WORK INSTRUCTIONS
Could you reproduce the listing below with each "pebble" swapped for "rock" and nothing else altered?

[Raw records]
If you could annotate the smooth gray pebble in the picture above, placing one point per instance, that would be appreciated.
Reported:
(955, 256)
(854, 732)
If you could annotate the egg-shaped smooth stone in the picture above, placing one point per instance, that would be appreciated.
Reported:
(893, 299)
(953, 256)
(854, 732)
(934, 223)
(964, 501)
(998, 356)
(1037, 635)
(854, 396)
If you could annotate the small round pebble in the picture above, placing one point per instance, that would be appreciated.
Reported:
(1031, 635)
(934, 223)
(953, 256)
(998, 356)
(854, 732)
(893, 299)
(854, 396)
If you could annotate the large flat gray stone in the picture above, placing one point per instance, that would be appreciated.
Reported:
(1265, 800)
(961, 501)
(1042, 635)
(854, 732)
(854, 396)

TASK SOLUTION
If you could annotate the smooth gray rock in the picture above, placing one point per instance, that would be appreciated.
Reported:
(955, 256)
(854, 732)
If you could annotate the egg-shaped smooth stone in the picture above, placing one point per instance, that would be appreciated.
Reported:
(893, 299)
(953, 256)
(854, 732)
(934, 223)
(964, 501)
(998, 356)
(1037, 635)
(854, 396)
If you could annotate the small round rock in the picture above, placing one point per instance, that would be appreciated.
Reported:
(1031, 635)
(934, 223)
(953, 256)
(998, 356)
(854, 732)
(893, 299)
(854, 396)
If you could annotate the large flat gray stone in the picture above, placing one point per instance, that would be appreciated.
Reported:
(1265, 800)
(961, 501)
(1042, 635)
(854, 732)
(854, 396)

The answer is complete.